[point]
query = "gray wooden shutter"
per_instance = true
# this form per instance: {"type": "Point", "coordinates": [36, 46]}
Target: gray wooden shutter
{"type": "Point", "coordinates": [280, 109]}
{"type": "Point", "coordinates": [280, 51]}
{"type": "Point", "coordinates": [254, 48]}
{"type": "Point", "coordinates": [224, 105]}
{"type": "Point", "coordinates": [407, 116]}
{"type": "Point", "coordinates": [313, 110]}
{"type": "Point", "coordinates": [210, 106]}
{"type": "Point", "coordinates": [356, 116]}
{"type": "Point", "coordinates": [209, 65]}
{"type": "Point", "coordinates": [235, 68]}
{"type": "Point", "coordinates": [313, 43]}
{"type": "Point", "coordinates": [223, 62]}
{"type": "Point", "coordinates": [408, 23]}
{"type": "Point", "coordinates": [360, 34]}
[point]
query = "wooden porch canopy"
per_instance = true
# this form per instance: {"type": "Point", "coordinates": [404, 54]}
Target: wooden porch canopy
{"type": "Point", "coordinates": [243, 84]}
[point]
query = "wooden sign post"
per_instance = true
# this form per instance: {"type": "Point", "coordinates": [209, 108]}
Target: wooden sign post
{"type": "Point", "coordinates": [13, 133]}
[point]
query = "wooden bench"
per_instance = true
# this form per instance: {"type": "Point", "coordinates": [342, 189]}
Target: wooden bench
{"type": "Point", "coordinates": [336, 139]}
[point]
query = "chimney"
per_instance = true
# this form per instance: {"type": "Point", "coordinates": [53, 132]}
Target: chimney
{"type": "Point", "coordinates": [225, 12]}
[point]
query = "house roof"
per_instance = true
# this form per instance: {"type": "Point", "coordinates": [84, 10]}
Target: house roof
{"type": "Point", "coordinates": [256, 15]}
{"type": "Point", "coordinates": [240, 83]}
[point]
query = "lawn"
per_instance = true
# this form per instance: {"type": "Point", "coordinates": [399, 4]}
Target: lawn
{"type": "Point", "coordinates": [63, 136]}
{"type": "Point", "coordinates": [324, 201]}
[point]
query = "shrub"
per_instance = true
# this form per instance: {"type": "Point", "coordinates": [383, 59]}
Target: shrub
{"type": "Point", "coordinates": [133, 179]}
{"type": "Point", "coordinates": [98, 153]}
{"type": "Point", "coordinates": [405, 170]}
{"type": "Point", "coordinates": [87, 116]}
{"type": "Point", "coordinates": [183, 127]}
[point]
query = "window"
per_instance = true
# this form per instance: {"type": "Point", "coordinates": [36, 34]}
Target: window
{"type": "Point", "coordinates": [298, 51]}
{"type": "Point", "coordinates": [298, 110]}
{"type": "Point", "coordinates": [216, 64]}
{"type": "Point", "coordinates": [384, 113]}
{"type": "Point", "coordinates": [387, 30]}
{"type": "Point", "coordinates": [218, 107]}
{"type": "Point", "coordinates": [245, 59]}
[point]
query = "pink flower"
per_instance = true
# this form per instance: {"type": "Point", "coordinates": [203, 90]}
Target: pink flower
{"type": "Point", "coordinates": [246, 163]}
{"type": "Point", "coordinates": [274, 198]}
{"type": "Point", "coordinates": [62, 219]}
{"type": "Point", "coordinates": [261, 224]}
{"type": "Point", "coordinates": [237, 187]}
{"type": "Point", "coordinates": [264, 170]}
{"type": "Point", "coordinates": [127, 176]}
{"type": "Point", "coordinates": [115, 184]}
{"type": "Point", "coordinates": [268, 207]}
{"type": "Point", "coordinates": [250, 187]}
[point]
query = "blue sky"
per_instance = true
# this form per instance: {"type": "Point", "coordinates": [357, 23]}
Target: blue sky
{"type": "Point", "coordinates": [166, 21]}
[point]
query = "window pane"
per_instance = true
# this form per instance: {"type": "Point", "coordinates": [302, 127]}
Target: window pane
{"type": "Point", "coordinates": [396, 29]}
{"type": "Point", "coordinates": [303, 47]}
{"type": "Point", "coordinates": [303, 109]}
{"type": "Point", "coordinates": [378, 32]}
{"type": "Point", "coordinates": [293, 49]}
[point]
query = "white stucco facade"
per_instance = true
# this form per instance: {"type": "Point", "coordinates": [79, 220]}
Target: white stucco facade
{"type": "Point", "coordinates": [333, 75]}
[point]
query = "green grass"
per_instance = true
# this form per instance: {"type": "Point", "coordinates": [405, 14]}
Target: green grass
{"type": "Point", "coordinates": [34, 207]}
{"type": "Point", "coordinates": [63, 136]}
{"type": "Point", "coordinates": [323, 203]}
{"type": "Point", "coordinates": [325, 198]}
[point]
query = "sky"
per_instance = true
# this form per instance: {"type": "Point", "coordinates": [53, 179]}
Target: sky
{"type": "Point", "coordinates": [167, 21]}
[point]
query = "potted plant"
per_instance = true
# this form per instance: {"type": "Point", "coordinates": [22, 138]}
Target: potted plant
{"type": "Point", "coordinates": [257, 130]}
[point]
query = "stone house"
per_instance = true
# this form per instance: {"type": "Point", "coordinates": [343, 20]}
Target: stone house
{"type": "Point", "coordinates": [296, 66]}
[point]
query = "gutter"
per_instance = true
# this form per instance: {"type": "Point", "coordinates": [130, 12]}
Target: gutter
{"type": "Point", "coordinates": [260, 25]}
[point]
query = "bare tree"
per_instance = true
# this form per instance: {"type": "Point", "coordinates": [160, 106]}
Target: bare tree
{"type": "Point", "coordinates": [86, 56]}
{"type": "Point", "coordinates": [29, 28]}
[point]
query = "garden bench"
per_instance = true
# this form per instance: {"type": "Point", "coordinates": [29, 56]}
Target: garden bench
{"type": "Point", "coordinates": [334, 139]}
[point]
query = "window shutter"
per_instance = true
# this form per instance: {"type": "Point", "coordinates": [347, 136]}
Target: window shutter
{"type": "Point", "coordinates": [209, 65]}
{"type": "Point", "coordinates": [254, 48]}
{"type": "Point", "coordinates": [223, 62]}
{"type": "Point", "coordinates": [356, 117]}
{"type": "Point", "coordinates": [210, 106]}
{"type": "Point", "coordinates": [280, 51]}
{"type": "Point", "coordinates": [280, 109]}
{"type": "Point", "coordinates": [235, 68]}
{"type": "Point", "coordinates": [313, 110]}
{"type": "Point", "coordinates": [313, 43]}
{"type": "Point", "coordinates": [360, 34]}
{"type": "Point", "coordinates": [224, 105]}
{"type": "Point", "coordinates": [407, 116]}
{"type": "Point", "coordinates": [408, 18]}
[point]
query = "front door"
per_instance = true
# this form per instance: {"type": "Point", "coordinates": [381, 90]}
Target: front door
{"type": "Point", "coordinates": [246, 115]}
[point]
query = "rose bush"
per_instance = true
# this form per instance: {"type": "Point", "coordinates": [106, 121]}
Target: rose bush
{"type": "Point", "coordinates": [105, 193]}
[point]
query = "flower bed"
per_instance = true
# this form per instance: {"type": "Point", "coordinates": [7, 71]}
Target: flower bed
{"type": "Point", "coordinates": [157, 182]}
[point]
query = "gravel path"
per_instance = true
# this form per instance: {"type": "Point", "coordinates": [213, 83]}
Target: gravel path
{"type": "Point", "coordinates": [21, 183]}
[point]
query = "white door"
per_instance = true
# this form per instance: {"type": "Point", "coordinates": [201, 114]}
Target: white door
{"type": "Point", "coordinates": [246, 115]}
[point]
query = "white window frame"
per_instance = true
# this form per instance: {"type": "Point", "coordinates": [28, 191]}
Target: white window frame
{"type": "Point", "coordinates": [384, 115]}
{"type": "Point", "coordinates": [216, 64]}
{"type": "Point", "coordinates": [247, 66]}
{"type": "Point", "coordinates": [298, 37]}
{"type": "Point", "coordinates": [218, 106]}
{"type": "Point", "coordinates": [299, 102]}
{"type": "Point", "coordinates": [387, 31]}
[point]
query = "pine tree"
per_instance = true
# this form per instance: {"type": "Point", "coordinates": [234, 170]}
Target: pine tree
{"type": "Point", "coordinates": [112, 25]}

----

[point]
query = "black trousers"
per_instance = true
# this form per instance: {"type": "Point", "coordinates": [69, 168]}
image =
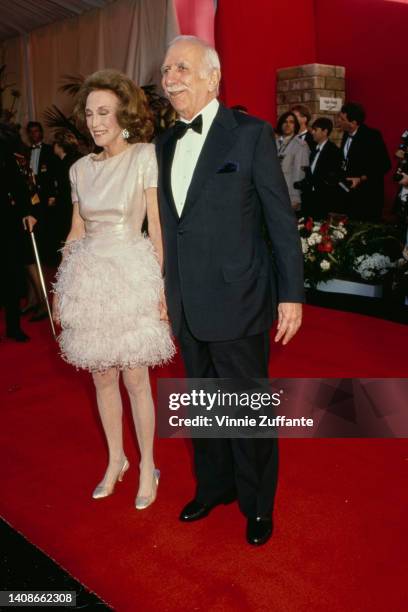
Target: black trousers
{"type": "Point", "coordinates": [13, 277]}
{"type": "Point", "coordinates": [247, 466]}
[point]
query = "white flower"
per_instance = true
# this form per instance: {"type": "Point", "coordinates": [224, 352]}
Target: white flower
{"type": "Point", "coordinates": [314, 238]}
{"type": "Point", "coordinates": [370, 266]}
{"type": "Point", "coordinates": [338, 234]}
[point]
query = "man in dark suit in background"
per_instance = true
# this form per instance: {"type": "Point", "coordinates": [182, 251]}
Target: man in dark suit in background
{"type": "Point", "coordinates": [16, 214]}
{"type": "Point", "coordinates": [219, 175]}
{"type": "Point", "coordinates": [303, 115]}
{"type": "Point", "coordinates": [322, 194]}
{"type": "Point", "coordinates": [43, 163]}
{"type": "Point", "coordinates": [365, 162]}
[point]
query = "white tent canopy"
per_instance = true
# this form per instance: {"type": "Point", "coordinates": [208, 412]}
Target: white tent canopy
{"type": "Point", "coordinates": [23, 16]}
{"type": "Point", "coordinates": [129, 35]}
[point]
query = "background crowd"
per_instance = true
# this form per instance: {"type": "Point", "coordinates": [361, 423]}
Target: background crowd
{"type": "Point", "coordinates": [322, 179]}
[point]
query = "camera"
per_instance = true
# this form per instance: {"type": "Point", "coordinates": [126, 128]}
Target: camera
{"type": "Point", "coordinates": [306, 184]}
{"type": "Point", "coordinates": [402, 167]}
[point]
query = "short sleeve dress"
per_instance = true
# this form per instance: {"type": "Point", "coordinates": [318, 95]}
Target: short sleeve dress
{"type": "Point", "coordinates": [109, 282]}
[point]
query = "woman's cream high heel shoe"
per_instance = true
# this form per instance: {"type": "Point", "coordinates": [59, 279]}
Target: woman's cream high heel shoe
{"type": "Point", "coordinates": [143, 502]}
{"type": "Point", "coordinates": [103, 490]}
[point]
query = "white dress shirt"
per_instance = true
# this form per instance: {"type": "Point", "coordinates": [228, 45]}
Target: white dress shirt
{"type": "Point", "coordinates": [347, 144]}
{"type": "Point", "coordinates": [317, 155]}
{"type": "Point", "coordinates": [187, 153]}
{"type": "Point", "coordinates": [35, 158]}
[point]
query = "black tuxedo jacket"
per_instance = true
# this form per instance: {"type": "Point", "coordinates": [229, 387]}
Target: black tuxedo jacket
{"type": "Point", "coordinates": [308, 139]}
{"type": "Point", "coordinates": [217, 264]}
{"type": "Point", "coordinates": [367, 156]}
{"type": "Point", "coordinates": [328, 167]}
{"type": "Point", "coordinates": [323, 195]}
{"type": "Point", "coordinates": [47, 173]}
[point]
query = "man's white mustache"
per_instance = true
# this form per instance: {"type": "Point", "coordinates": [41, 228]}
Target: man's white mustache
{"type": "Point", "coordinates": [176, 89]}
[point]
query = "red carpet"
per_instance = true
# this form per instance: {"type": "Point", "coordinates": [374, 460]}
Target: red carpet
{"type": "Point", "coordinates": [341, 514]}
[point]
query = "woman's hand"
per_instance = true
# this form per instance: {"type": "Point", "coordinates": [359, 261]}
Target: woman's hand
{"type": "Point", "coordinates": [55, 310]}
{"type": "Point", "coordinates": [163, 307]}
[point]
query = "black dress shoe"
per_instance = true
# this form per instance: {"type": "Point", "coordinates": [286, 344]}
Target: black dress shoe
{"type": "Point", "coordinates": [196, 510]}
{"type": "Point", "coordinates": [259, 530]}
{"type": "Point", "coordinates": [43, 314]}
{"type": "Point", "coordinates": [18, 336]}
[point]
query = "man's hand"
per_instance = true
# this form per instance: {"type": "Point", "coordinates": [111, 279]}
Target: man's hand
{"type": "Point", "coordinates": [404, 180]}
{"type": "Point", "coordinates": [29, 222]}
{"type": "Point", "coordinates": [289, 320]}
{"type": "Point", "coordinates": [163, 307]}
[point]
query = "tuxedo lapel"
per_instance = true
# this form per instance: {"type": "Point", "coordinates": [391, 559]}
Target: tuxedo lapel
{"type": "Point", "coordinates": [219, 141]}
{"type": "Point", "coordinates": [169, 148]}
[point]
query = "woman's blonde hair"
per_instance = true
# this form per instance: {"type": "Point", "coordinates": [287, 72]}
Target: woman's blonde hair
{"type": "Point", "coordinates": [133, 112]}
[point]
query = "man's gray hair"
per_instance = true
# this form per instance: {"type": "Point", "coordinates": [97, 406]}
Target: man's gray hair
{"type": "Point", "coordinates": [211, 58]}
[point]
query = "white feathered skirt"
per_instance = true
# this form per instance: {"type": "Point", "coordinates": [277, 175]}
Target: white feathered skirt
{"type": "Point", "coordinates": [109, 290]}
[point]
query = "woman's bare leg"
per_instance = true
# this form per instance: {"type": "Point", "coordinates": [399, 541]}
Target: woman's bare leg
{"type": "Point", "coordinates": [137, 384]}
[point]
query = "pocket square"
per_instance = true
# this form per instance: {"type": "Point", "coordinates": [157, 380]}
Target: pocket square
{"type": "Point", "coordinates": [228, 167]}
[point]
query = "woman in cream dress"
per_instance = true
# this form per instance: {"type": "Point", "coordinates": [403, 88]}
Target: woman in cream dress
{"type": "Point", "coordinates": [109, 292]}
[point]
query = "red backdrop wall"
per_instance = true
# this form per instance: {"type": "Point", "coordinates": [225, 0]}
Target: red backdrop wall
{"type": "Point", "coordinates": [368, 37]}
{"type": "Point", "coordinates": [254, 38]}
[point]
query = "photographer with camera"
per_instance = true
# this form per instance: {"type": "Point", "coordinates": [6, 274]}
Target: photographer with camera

----

Say how many lines above hold the word "photographer", giving only the count.

2